+++ LISTED RECORDS

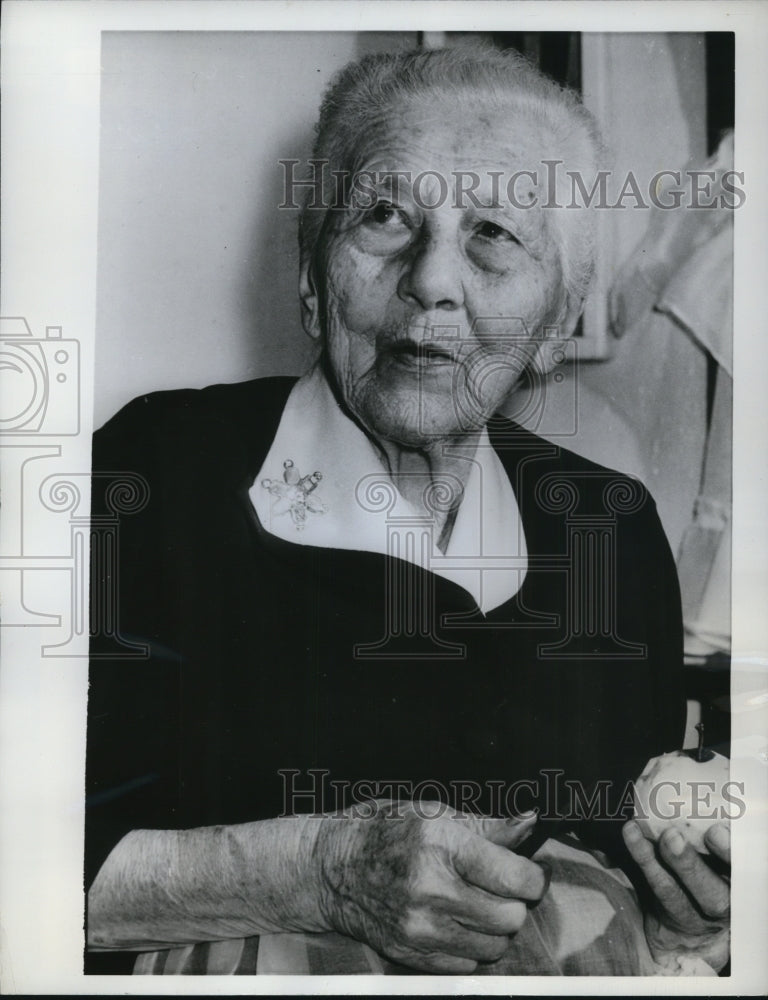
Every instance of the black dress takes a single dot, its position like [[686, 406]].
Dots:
[[224, 658]]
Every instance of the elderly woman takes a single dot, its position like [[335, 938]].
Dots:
[[382, 624]]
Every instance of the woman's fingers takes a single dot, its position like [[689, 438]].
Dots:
[[718, 840], [666, 889], [481, 911], [683, 874], [498, 870], [507, 832], [711, 892]]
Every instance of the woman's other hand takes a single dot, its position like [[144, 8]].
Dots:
[[691, 916], [426, 887]]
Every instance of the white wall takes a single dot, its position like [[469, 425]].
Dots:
[[197, 269]]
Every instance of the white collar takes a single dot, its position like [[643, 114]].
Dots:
[[356, 506]]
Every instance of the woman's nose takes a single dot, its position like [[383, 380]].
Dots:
[[432, 277]]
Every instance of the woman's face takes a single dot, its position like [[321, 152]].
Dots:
[[431, 313]]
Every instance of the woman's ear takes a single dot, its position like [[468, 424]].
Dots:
[[310, 303], [562, 329]]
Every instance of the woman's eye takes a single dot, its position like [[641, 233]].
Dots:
[[490, 231], [385, 214]]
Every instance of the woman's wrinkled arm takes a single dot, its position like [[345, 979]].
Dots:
[[439, 894], [160, 888]]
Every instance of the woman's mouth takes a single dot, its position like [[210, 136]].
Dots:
[[420, 356]]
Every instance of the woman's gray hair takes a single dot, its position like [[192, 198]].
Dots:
[[360, 95]]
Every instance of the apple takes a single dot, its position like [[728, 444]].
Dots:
[[683, 789]]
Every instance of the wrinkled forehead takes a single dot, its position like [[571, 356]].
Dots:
[[470, 142]]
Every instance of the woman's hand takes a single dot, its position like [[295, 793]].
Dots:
[[692, 912], [436, 894]]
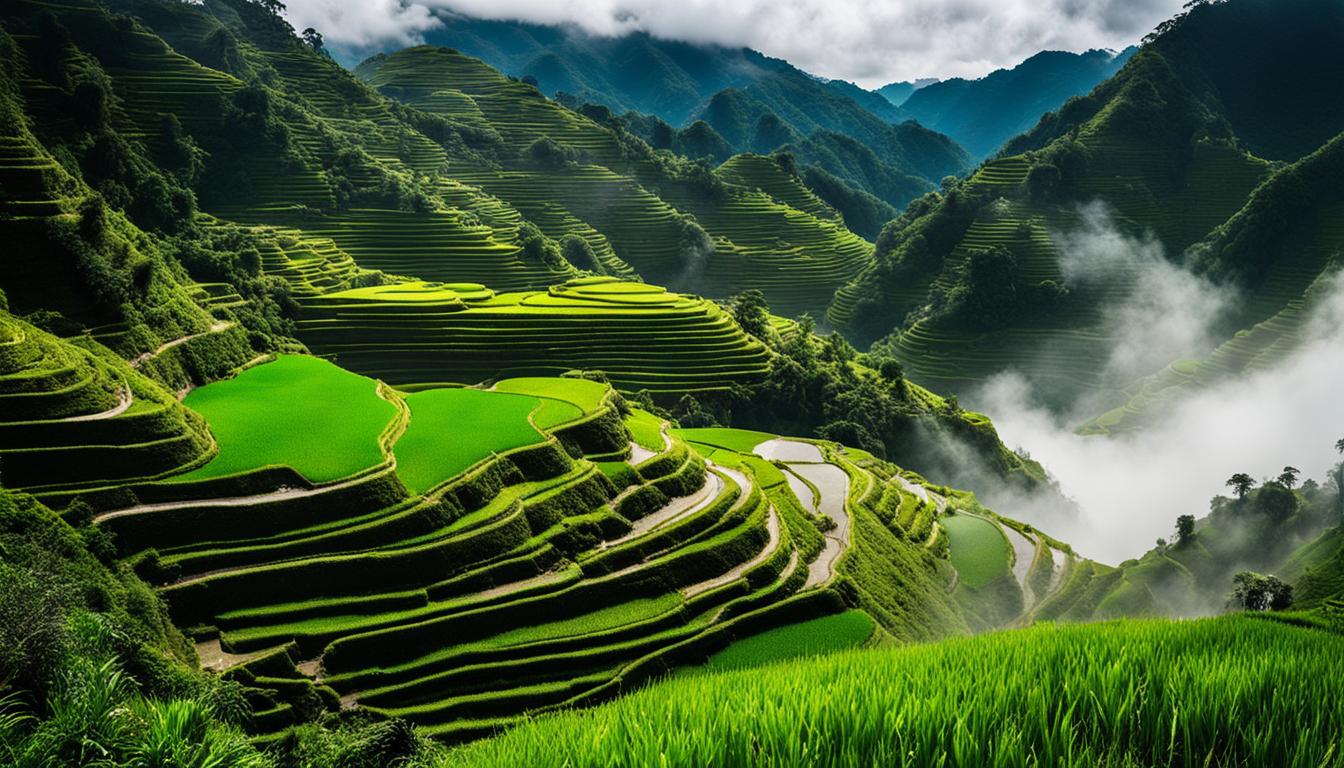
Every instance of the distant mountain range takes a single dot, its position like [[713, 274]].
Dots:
[[1184, 145], [984, 113], [718, 101]]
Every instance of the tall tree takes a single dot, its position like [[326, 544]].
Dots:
[[1184, 529], [1288, 478], [1241, 483]]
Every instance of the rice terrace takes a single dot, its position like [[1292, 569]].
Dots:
[[436, 385]]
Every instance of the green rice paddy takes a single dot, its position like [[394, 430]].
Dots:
[[1215, 692], [647, 429], [450, 429], [823, 635], [585, 394], [297, 410], [739, 440], [977, 546]]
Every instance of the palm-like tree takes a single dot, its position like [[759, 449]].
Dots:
[[1288, 478], [1241, 483]]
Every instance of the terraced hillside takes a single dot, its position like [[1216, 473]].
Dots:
[[1285, 246], [77, 417], [457, 557], [622, 191], [1164, 168], [641, 336]]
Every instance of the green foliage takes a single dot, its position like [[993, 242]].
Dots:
[[812, 638], [977, 546], [1007, 704], [297, 412], [452, 429], [1258, 592]]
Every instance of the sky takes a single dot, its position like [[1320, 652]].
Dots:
[[870, 42]]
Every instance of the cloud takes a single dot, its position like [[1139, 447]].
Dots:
[[1167, 314], [1132, 487], [363, 24], [871, 42]]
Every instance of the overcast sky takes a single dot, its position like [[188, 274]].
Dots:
[[871, 42]]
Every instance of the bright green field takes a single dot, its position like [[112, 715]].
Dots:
[[977, 549], [647, 429], [824, 635], [304, 412], [1231, 692], [581, 393], [739, 440], [450, 429]]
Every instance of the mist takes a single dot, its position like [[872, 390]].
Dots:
[[1167, 314], [1130, 487]]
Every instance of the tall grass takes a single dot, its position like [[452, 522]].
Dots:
[[1223, 692]]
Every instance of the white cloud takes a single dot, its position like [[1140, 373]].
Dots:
[[871, 42], [1168, 312], [1132, 487], [363, 24]]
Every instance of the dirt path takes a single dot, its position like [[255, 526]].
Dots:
[[781, 449], [549, 577], [772, 525], [214, 328], [1024, 552], [805, 496], [833, 484], [640, 453], [278, 495], [215, 658], [674, 510], [124, 401]]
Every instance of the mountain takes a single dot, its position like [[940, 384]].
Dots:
[[899, 92], [754, 102], [983, 113], [348, 416], [1169, 149]]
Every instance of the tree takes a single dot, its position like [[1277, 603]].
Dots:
[[1241, 483], [751, 312], [1184, 529], [1258, 592], [893, 370], [1276, 501], [579, 253], [989, 295], [313, 38], [1339, 480], [1289, 476]]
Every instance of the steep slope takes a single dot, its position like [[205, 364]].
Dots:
[[1156, 144], [1282, 252], [604, 179], [983, 113], [754, 101], [901, 92]]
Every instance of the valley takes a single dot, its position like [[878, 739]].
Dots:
[[518, 394]]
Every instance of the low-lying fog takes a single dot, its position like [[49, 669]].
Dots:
[[1132, 487]]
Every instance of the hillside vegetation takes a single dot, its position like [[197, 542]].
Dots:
[[708, 100], [983, 113], [973, 279], [1136, 693]]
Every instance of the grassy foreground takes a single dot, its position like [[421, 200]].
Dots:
[[1216, 692]]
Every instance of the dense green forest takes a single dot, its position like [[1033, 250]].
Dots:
[[424, 410]]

++++++

• [AIM OF THE EXERCISE] Output all of the entries verbatim, leaving out any images.

• [TASK ANSWER]
Every instance of the black dress takes a single dot, its position like [[686, 406]].
Dots:
[[224, 658]]
Every instance of the elderly woman takes a single dot, its position like [[335, 938]].
Dots:
[[382, 624]]
Every instance of the woman's fingers takes a single dot, its position like [[689, 438]].
Dots:
[[718, 840], [666, 889], [481, 911], [683, 874], [498, 870], [507, 832], [711, 892]]
Every instance of the woman's other hand takes a single dot, its position like [[144, 8]].
Dots:
[[691, 916], [426, 887]]
Every instance of the white wall takes a single dot, its position like [[469, 425]].
Dots:
[[197, 269]]
Every instance of the white collar takes a single dot, its position like [[643, 114]].
Dots:
[[356, 506]]
Every instance of the woman's nose takes a single dot, its position like [[383, 380]].
Dots:
[[432, 277]]
Every instance of the woman's face takes a single dot, its position like [[321, 152]].
Dots:
[[431, 313]]
Every instance of the woman's ear takes a single dot, its position like [[468, 424]].
Dots:
[[310, 303], [562, 329]]
Every instance of the woman's eye takes a single dot, its position like [[641, 233]].
Dots:
[[490, 231], [385, 214]]
Every instance of the woman's wrinkled arm takes a single dot, its position like [[345, 979]].
Dots:
[[439, 894], [160, 888]]
Every instance of the woman's mouth takes a single dot, its position like [[210, 136]].
Dots:
[[420, 356]]
Every instance of the woman's gray hair takes a single dot, its position like [[192, 198]].
Dots:
[[360, 95]]
Every instance of the apple takes a single dot, its position like [[728, 444]].
Dots:
[[683, 789]]
Every instance of the wrinkled forehead takes a single dot, its position like [[571, 356]].
Dots:
[[470, 142]]
Every instance of the woman's hand takes a single dot, its position like [[295, 793]].
Dots:
[[692, 912], [436, 894]]
Every instance of the distant mountain range takes a single dot, its position like [[713, 274]].
Dots:
[[1184, 145], [984, 113], [718, 101]]
Every instance of the tall tree takes a single dot, its position like [[326, 544]].
Dots:
[[1184, 529], [1288, 478], [1241, 483]]
Every instance of the rice terrace takes a single dot, its position like [[1292, 569]].
Dots:
[[436, 385]]
Every instance of the green rice paddy takes a single dot, its position like [[394, 430]].
Dots:
[[1215, 692], [647, 429], [450, 429], [823, 635], [585, 394], [297, 410], [739, 440], [977, 546]]
Every instance of the palm-like tree takes a single dot, its position like [[759, 449]].
Dots:
[[1288, 478], [1241, 483]]
Every instance of the terraced hillside takes a single dot, its position like [[1216, 473]].
Dots:
[[1285, 246], [77, 417], [457, 557], [622, 191], [1164, 168], [641, 336]]
Every instance of the green foliage takes a single dot, its position like [[993, 242]].
Dots:
[[812, 638], [977, 546], [1007, 704], [297, 412], [452, 429], [1258, 592]]
Every instance of the sky takes a single dot, its position like [[1320, 652]].
Dots:
[[870, 42]]
Every instance of the cloud takes a single dot, its position like [[1139, 447]].
Dots:
[[1167, 314], [1132, 487], [363, 24], [871, 42]]
Every instance of the overcast sky takes a single dot, its position like [[188, 274]].
Dots:
[[871, 42]]
Every instance of the bright green field takes a single dot, its position like [[112, 715]].
Dots:
[[977, 549], [647, 429], [824, 635], [304, 412], [1231, 692], [581, 393], [739, 440], [450, 429]]
Every instance of the mist takes a single dot, its position like [[872, 390]].
Dots:
[[1167, 314], [1130, 487]]
Every instance of the tall grass takes a single dot, its position like [[452, 522]].
Dots:
[[1223, 692]]
Every instance of the white cloud takes a single dot, its position like [[1140, 373]].
Dots:
[[871, 42], [1168, 312], [1132, 487], [363, 24]]
Every instance of the dirt path takes a single dot, its position like [[255, 526]].
Dots:
[[781, 449], [549, 577], [772, 525], [214, 328], [1024, 552], [805, 496], [833, 484], [640, 453], [278, 495], [215, 658], [674, 510], [124, 401]]
Every instance of the mountain takes a single dot, its position like [[940, 384]].
Dots:
[[899, 92], [754, 102], [983, 113], [348, 416], [1169, 149]]
Every instance of the tree takes a single dot, its position like [[1277, 603]].
Dots:
[[1241, 483], [751, 312], [1184, 529], [1258, 592], [893, 370], [1276, 501], [579, 253], [989, 295], [313, 38], [1339, 480], [1289, 476]]
Every instance of the steep slope takes a single dot, its position like [[205, 364]].
Dots:
[[1156, 144], [1282, 252], [604, 179], [983, 113], [754, 101], [901, 92]]
Every instance of the valley takes a single dot, its position like [[878, 739]].
Dots:
[[518, 394]]
Every instance of the low-lying fog takes a single dot, its position like [[49, 669]].
Dots:
[[1132, 487]]
Every instance of the hillside vegetation takes a single dot, its position like [[197, 542]].
Dots:
[[708, 100], [983, 113], [973, 279], [1136, 693]]
Every instance of the grassy foreground takes a single dot, its position like [[421, 200]].
Dots:
[[1216, 692]]
Every instance of the dense green forest takes a single dot, its position like [[1033, 250]].
Dots:
[[424, 410]]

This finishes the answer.